■ **ACTIVITY**: Every line below that has the string "segment" adds one to the count. Give that count by itself.

■ **INFORMATION SHOWN**:
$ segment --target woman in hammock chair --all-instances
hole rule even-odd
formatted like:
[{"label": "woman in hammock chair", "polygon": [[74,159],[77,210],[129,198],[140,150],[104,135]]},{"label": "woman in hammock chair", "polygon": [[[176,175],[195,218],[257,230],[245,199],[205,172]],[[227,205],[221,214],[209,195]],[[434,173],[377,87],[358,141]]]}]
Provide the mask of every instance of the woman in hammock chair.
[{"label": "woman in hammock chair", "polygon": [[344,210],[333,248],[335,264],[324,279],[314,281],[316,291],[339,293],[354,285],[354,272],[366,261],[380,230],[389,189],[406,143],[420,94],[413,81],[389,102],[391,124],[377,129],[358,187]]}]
* * *
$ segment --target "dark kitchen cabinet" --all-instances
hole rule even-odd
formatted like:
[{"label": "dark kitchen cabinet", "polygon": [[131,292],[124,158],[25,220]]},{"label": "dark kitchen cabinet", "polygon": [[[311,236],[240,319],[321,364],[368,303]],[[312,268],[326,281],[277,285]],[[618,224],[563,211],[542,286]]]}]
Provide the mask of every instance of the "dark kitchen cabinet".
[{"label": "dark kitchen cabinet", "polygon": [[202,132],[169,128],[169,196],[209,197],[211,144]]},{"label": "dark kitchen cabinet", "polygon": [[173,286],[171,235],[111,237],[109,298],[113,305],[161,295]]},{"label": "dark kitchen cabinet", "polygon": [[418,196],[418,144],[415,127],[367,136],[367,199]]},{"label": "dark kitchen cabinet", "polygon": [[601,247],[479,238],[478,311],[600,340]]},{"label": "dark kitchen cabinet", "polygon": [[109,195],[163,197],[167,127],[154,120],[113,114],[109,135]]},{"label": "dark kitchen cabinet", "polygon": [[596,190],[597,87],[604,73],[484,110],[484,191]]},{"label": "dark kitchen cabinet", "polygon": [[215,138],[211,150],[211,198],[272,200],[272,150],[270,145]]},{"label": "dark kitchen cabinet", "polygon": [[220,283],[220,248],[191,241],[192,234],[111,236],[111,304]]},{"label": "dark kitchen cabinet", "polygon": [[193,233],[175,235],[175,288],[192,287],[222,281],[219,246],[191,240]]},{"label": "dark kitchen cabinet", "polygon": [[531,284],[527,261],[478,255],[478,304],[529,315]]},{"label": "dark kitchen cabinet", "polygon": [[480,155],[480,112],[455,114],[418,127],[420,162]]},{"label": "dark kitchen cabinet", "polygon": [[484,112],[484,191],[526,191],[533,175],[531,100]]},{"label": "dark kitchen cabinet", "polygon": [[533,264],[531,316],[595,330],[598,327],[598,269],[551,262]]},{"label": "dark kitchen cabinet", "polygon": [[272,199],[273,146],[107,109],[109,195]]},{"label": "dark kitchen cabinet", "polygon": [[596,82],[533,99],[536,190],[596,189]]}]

■ **ANSWER TO THE EXERCISE**: 2